Dataset excerpt:
━━━━
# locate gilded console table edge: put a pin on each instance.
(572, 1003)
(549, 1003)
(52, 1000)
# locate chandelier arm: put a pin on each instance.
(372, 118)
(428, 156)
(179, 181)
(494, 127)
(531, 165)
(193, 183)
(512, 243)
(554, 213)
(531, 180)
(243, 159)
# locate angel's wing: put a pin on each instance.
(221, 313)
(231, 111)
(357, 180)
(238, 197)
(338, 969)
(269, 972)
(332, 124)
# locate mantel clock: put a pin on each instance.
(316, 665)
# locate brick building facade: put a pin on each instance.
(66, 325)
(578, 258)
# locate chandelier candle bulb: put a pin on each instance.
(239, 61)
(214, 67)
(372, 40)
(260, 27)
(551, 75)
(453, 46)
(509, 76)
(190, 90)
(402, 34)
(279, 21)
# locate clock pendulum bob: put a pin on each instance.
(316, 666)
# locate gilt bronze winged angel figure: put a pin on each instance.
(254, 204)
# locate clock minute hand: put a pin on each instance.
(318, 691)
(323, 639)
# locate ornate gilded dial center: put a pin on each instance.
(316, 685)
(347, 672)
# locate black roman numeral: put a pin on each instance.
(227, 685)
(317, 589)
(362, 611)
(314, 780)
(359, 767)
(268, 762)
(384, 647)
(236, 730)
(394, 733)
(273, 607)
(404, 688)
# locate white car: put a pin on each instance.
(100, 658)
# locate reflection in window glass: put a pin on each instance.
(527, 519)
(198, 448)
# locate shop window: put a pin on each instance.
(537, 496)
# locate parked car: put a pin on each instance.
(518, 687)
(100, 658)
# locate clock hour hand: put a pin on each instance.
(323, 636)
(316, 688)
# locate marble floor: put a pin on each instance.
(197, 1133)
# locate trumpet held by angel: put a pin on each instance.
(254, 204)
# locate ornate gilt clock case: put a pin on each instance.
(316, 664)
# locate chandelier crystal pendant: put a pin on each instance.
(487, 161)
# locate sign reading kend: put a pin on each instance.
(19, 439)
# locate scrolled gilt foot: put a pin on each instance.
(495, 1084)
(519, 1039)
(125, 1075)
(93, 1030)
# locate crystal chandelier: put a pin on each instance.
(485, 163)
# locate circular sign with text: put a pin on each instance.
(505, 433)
━━━━
- **Given exercise**
Please turn the lines from the one containing "# locate circular" through the end of the records into a numbered list, with blank lines left out.

- **Solution to this exercise**
1. # locate circular sign with text: put a pin on each instance.
2. (505, 433)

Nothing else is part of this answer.